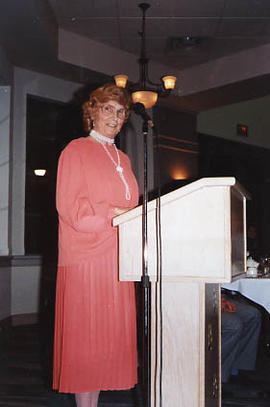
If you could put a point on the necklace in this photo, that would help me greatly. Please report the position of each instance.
(119, 169)
(102, 139)
(99, 137)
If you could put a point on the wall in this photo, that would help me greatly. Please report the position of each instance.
(222, 122)
(4, 167)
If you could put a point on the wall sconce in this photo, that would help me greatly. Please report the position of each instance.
(40, 172)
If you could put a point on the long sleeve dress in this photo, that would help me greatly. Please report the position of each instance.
(95, 322)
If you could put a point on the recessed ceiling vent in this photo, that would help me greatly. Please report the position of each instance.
(186, 42)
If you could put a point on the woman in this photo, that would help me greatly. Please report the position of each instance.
(95, 327)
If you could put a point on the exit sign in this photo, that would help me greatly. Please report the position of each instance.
(242, 130)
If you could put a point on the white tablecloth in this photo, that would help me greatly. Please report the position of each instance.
(256, 289)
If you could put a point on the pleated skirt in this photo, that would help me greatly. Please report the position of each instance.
(95, 328)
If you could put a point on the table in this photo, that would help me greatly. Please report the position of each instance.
(256, 289)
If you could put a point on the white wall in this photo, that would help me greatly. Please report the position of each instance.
(4, 167)
(5, 292)
(222, 122)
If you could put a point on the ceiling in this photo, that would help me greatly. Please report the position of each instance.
(28, 32)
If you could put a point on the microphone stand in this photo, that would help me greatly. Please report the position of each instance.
(145, 278)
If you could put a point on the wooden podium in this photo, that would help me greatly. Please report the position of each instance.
(203, 244)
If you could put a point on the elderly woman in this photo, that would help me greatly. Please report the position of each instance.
(95, 325)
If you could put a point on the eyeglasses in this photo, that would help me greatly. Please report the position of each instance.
(109, 110)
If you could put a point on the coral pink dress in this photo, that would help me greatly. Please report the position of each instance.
(95, 326)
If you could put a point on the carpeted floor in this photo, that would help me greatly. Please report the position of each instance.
(24, 375)
(25, 369)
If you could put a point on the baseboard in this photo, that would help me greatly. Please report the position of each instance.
(5, 324)
(24, 319)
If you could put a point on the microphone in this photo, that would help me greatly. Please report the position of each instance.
(139, 109)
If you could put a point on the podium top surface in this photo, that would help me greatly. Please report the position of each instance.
(181, 192)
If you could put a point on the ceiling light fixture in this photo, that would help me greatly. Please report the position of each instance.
(146, 91)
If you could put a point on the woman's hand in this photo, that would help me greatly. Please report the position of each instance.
(119, 211)
(227, 306)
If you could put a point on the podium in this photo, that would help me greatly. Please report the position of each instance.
(203, 244)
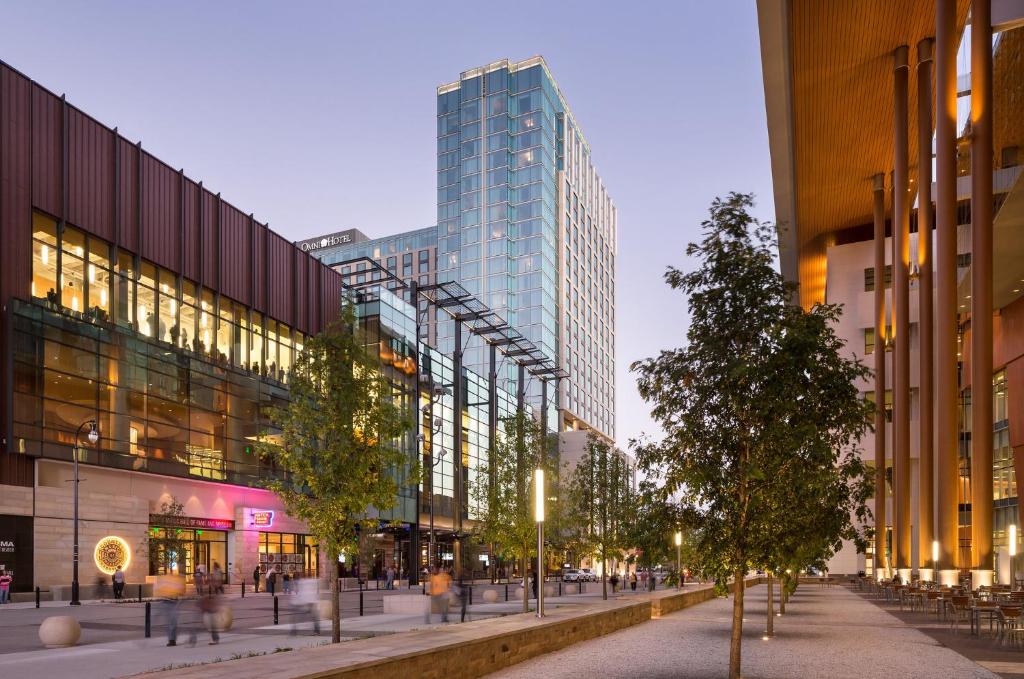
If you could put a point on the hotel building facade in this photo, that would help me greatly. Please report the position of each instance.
(895, 132)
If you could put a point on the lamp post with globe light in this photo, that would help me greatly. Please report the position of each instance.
(93, 437)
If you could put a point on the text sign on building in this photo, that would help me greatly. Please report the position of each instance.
(168, 521)
(341, 238)
(262, 518)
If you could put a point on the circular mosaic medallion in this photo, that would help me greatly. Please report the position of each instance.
(111, 553)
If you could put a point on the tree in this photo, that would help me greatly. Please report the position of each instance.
(504, 492)
(598, 492)
(759, 400)
(339, 442)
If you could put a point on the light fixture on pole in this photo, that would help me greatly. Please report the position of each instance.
(679, 560)
(93, 437)
(539, 516)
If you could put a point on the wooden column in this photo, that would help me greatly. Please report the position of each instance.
(947, 431)
(981, 291)
(901, 314)
(881, 562)
(926, 324)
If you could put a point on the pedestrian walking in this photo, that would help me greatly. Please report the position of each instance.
(6, 581)
(118, 581)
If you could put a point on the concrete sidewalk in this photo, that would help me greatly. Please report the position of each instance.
(829, 633)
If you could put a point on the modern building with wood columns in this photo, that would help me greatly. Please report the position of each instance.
(896, 130)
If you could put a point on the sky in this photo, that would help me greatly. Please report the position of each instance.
(321, 116)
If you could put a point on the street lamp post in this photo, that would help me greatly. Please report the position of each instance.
(435, 426)
(539, 516)
(93, 437)
(679, 560)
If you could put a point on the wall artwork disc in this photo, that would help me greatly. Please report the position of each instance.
(112, 552)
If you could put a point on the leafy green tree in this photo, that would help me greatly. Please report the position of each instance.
(598, 500)
(504, 492)
(759, 399)
(340, 442)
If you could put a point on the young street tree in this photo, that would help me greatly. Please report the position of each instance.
(339, 442)
(504, 492)
(598, 492)
(761, 397)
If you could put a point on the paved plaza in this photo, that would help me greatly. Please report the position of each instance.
(829, 633)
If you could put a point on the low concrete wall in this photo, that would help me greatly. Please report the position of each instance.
(459, 651)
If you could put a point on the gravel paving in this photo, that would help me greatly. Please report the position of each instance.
(825, 633)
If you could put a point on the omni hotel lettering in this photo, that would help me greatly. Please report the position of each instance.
(340, 238)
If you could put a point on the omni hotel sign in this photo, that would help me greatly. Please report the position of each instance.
(169, 521)
(322, 242)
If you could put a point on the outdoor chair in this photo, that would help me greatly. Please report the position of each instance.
(960, 608)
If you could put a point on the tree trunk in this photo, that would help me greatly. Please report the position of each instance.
(332, 559)
(735, 644)
(525, 580)
(604, 573)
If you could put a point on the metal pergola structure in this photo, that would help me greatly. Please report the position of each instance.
(482, 322)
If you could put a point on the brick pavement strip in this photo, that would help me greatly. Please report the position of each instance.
(458, 650)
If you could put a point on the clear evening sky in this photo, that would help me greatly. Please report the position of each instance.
(321, 116)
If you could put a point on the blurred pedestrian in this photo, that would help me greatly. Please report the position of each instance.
(306, 602)
(6, 580)
(118, 580)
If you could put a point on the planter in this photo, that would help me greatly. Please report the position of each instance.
(58, 631)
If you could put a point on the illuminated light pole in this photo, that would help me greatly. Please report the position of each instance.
(679, 559)
(1013, 554)
(539, 516)
(93, 437)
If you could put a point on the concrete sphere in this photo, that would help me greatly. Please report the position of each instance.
(59, 631)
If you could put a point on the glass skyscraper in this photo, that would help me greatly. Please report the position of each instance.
(525, 224)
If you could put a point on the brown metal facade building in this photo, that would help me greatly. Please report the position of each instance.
(73, 187)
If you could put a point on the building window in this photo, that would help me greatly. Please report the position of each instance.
(869, 278)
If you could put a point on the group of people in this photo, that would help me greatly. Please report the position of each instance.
(441, 588)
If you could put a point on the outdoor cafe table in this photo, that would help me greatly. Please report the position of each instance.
(991, 610)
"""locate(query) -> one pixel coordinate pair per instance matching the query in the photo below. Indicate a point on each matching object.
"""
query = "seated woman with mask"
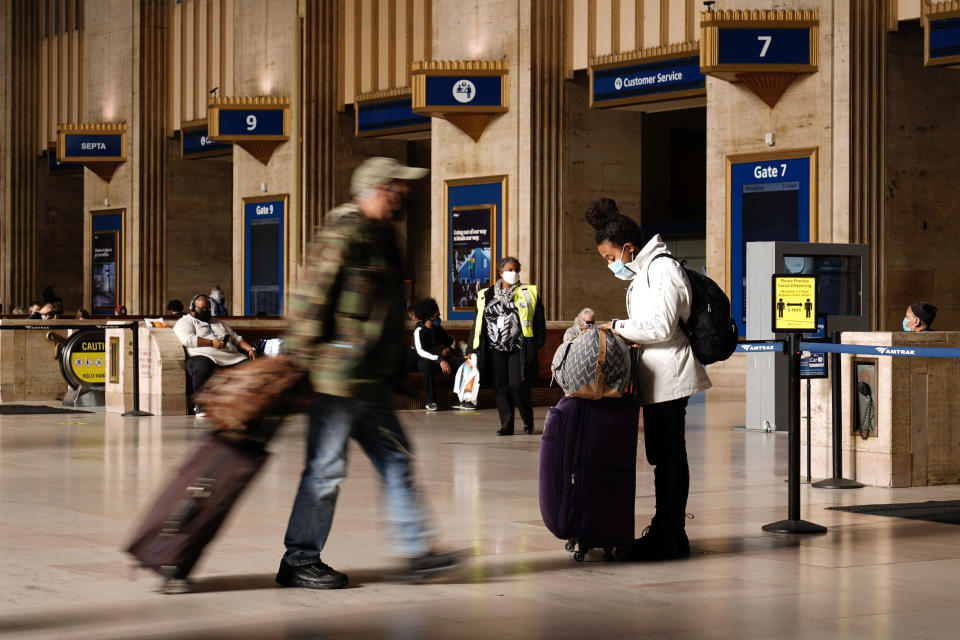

> **EXERCISE DETAILS**
From the records above, return each line where "query" occurs.

> **WRITTEN RESPONSE**
"""locate(query) -> one pixel coordinate pair per instance matching the query in the photo below. Indicate a point on each matching object.
query = "seated woman with mask"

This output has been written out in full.